_Dataset_.
◇ ◇ ◇ ◇

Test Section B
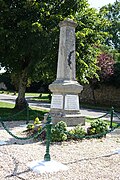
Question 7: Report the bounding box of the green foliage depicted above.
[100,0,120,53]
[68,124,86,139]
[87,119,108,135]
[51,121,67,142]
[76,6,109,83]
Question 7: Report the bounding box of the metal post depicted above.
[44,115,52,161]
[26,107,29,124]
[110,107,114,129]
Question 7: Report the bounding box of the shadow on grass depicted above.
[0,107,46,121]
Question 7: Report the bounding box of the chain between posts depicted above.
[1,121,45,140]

◇ ◇ ◇ ◇

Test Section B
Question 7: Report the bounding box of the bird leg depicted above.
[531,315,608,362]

◇ ◇ ◇ ◇

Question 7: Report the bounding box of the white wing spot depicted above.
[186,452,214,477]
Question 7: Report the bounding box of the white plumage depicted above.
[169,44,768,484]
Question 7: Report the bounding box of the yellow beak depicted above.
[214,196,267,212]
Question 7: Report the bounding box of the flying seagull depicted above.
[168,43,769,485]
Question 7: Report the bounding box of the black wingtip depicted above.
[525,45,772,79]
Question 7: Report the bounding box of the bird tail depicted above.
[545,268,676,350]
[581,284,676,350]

◇ ◇ ◇ ◇

_Stated goal_. Copy the material starting at the line that contains "Question 7: Report the bounding box of the black" and ending at the line that contains "[581,284,676,350]", switching "bird tail" to "tail feathers" and leaving everything else as it is.

_The completed task_.
Question 7: Report the bounding box of the black wingtip depicted above.
[525,45,772,79]
Question 7: Report the bounding box of the tail feathers depicted above.
[545,268,676,350]
[581,284,676,350]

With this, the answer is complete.